The Australian’s editor vows to keep up pressure on Press Council despite warning campaign risks future of self regulation
The editor-in-chief of The Australian has vowed to continue a “deliberate campaign” questioning the oversight of the Australian Press Council despite a claim by the watchdog that the situation may undermine press self regulation.
For the second week in a row, The Weekend Australian featured articles about confidential cases currently before the APC and carried editorials criticising the body. The move by the News Corp-owned paper has been critcised by the APC’s executive director John Pender.
In a statement this afternoon, Pender warned: “Both The Weekend Australian and The Australian concede they have breached agreed obligations to maintain confidentiality of aspects of the Council’s complaint processes.
“Repeated breaches of these obligations, and misrepresentations of the Council’s work, can severely compromise its credibility as a preferable alternative to a statutory regulator, which currently applies to radio and television.”
But The Australian’s editor Chris Mitchell this afternoon told Mumbrella: “I did not stumble upon this issue by accident. This is a deliberate campaign to force the council to recognise it is straying into areas in which it traditionally would never have strayed.”
Referring to chairman Julian Disney’s decision to step down as chair of the APC in January, Mitchell added: “We will be continuing, and indeed stepping up, this campaign and do not see Disney’s departure as a catalyst for change.
“Quite the reverse, we see it as a deadline by which he means to have brought down a whole series of precedent judgements, like last week’s against the SMH, that will set the tone for years to come. I do not intend to let that happen and many editors have privately offered support.”
Last week the APC partly upheld a complaint against he Sydney Morning Herald over its reporting on the death of Kate Malonyay and subsequently her partner Elliott Coulson. The APC ruled the paper had breached the family’s privacy by covering material gathered at the funeral, despite not having the permission of the family to do so.

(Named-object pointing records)
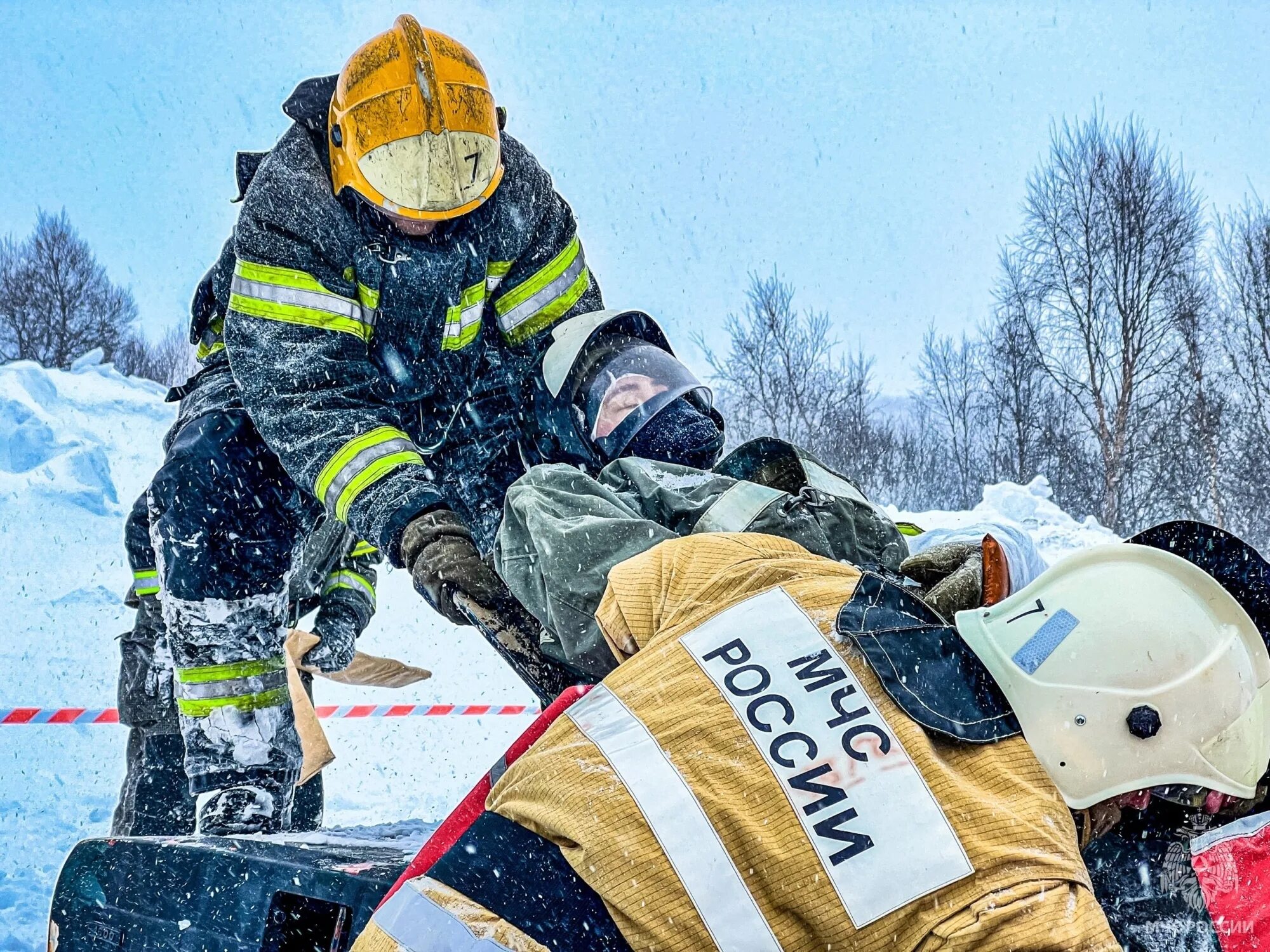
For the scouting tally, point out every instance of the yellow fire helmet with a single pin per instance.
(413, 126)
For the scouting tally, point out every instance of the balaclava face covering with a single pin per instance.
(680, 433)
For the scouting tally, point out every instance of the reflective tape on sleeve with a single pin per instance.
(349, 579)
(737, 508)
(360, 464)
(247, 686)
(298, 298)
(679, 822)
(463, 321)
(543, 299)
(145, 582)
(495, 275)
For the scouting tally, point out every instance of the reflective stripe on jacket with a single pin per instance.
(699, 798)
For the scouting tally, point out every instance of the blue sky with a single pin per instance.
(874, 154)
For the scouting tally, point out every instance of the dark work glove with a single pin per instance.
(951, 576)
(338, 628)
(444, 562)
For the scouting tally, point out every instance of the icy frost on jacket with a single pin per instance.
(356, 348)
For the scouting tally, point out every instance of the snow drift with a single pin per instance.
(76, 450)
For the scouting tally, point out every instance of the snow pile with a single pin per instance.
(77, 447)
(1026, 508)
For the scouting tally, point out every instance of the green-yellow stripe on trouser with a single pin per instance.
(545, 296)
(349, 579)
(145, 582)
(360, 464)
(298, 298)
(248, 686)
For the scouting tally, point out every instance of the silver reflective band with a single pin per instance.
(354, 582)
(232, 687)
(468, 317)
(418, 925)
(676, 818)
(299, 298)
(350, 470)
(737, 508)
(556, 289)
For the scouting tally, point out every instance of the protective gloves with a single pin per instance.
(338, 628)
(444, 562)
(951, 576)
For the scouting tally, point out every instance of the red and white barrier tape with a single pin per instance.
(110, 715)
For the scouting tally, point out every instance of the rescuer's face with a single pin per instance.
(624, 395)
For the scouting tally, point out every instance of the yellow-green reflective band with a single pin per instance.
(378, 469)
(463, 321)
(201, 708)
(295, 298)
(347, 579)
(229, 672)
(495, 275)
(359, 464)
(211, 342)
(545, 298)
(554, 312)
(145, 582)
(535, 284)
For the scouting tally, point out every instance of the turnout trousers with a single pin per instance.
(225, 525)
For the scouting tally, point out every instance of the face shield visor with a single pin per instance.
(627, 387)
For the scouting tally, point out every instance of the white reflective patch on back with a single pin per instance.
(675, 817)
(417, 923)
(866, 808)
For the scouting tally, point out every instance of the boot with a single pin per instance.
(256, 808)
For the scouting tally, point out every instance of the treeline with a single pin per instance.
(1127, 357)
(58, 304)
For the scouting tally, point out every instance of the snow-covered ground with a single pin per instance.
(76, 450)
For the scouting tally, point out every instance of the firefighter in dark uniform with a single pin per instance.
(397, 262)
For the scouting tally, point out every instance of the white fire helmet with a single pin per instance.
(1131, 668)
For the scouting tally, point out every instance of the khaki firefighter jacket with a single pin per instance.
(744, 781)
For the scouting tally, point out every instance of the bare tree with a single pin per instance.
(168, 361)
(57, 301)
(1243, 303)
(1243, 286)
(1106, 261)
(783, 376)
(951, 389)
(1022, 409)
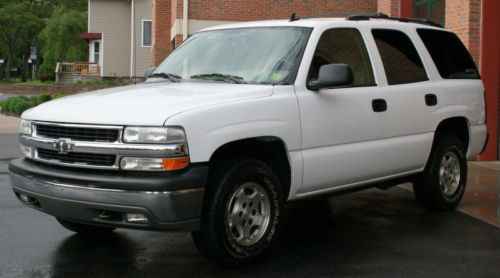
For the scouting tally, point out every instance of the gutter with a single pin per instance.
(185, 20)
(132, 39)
---
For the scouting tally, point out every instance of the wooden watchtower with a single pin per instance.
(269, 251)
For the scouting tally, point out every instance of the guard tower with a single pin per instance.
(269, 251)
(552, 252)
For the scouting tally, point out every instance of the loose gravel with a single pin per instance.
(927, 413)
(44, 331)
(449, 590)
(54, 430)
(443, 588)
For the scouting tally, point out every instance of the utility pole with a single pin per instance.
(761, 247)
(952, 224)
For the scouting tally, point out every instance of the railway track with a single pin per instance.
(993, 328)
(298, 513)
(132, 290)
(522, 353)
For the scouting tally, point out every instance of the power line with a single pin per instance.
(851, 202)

DIRECTIONS ::
1: Return every line of the rows that contains the word "white".
2: Pick up the article on The Australian's dispute with the Press Council after its final sentence and keep it going.

SET OF ANSWERS ::
1:
For the scouting tally, point out every instance of the red and white barrier tape with a single pin per instance.
For the scouting tally, point out every instance of the white reflective patch on back with a single pin per instance.
For the scouting tally, point out every instance of the white fire helmet with a single pin per instance.

2:
In The Weekend Australian on Saturday, the whole of page two was dedicated to coverage of the APC, including a complaint lodged by a murder suspect against News Corp’s Herald Sun newspaper in Melbourne and a complaint against The Australian over a front page photograph of a seven-year-old son of Islamic State terrorist Khaled Sharrouf, apparently holding a severed head of an Iraqi. There were also accompanying opinion pieces and an editorial criticising the APC and Disney.
This latest stoush between the two side comes just a week after The Australian first denounced the APC and Disney, claiming he has a conflict of interest in a complaint currently before the regulator because he once spoke at the same function as the subject of the complaint.
Disney has denied there is any conflict.
Asked to comment this morning about whether News Corp still supported the APC, a spokesman directed Mumbrella to its comment from last week where it said: “News Corp Australia has made commitments to its funding and membership of The Australian Press Council and those commitments remain in place.”
(Declaration of interest: Mumbrella is also a member of the APC.)
Nic Christensen
The Australian is carrying out this campaign with full confidence that its symbiotic relationship with the Coalition government means any type of forced regulation is not even a remote possibility. They can basically do whatever the heck they want.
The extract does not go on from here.